## WHAT YOU ARE ASKED TO DO:
Which lines in the rows below contain the word "tool"? Gather every one of them.

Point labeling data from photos
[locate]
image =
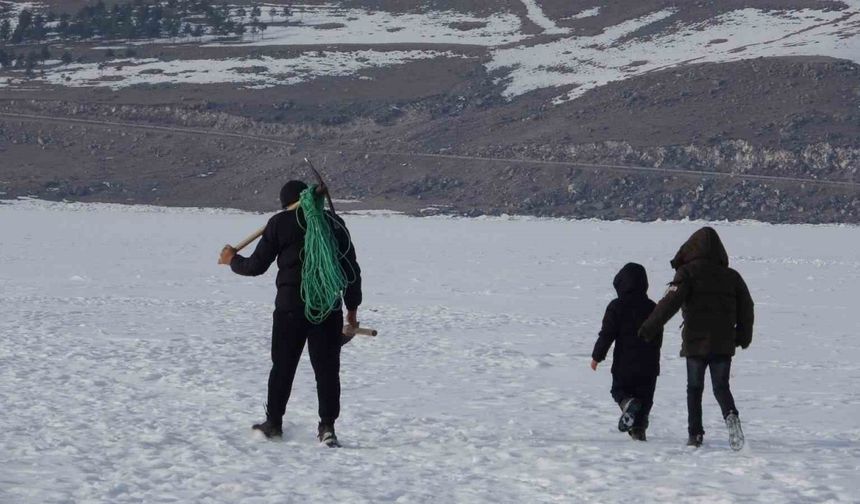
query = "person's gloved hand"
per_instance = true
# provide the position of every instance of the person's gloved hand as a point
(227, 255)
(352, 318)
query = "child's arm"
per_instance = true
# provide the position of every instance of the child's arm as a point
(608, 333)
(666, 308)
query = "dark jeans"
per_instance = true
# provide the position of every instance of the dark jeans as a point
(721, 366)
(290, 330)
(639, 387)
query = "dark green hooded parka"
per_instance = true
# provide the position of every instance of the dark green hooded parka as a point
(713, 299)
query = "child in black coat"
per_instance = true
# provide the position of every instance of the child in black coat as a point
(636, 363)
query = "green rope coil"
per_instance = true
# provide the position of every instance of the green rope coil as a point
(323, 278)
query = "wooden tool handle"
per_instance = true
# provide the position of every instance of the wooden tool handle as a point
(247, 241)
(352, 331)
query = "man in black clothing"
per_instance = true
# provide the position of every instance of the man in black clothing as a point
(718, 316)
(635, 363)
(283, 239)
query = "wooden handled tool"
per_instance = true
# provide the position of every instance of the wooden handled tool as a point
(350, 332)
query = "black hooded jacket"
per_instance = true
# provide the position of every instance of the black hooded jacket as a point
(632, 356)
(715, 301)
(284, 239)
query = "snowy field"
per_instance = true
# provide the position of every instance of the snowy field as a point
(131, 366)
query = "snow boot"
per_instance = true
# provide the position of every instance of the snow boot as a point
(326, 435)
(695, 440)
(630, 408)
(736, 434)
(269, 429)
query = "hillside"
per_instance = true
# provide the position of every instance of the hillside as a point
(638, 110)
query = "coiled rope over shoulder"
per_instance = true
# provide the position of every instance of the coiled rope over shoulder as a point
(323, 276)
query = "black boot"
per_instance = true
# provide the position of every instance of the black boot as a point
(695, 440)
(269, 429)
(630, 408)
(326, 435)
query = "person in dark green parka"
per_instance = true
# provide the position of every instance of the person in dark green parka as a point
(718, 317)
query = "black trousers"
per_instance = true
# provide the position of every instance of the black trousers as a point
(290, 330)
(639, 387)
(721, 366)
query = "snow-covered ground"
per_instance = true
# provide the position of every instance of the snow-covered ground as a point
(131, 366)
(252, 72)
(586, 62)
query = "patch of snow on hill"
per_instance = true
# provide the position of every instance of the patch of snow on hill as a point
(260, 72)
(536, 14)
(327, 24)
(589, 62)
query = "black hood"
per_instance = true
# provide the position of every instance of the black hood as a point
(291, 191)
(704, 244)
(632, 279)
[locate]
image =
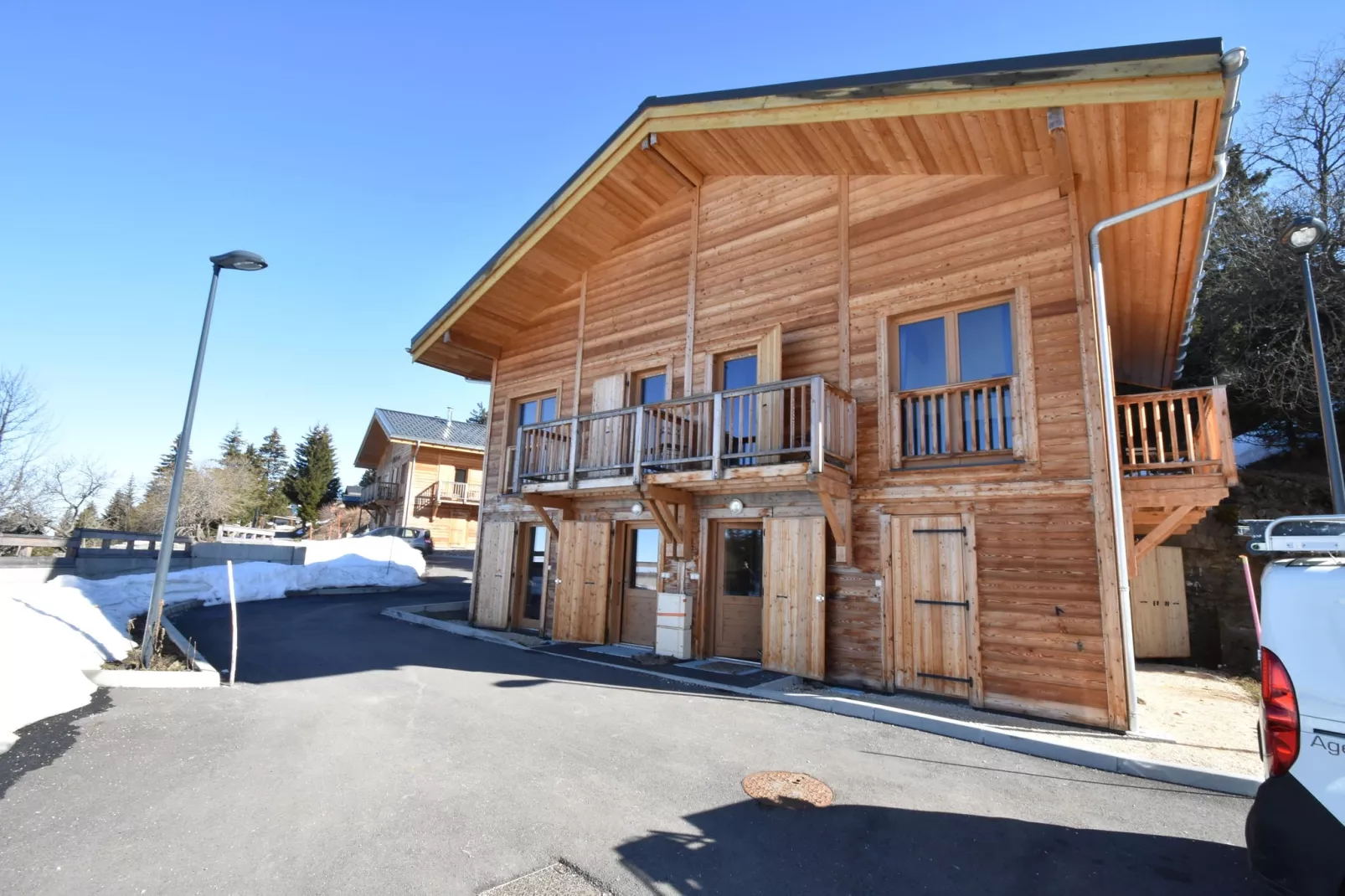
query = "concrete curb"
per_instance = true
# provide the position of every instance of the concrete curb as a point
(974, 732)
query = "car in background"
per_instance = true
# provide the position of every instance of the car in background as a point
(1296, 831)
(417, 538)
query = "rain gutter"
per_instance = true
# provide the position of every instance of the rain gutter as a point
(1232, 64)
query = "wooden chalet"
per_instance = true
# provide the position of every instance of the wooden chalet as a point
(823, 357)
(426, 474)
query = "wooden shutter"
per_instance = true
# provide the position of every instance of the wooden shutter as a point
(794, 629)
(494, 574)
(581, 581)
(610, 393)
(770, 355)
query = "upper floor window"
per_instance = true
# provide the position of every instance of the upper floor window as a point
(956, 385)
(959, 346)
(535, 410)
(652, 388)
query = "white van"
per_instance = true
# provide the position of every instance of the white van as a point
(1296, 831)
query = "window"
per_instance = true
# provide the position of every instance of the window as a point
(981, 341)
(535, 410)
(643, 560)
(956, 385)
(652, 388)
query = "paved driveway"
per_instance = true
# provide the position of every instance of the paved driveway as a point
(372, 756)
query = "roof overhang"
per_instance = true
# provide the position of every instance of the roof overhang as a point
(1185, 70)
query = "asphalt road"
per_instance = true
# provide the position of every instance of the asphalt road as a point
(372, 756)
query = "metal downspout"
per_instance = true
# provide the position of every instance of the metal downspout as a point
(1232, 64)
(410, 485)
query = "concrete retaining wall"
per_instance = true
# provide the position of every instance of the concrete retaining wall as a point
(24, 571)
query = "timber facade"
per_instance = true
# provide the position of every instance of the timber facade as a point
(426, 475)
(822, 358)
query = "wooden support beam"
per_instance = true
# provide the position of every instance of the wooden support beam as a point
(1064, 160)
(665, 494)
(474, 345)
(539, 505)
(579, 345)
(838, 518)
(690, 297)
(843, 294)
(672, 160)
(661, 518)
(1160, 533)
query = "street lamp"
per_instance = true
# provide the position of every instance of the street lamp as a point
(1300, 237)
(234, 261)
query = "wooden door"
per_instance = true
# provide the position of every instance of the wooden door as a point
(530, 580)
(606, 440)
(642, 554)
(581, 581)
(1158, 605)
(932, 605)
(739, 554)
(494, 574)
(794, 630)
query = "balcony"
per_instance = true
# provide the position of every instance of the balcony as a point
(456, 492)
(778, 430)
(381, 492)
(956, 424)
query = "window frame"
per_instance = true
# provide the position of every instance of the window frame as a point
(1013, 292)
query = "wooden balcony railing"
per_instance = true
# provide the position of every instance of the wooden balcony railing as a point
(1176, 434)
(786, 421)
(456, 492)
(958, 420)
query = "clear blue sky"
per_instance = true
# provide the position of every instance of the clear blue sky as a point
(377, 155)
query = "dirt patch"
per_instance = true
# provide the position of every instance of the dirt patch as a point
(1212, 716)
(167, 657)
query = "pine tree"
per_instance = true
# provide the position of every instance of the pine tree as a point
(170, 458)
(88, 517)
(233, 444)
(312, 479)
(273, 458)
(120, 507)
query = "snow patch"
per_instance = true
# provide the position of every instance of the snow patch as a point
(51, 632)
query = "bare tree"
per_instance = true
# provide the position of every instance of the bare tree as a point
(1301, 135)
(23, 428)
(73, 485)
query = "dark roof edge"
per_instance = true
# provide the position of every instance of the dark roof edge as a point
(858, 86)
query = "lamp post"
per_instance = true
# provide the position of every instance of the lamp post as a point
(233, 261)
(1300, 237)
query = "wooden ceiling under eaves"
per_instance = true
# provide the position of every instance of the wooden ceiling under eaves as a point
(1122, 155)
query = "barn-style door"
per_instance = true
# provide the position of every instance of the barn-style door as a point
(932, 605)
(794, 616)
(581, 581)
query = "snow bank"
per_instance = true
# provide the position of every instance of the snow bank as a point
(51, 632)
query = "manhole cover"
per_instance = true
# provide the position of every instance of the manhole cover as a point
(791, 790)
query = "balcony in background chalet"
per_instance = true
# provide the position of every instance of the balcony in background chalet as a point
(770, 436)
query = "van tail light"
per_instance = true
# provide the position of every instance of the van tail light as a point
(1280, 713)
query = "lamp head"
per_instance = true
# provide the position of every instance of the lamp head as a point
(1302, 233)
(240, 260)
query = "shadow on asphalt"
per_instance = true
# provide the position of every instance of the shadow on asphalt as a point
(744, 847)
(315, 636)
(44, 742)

## ANSWER TO THIS PROBLEM:
query = "wooden tool handle"
# provide the position of every instance of the wooden tool handle as a point
query = "wooden handled tool"
# provide the position of every instance of the wooden handled tool as a point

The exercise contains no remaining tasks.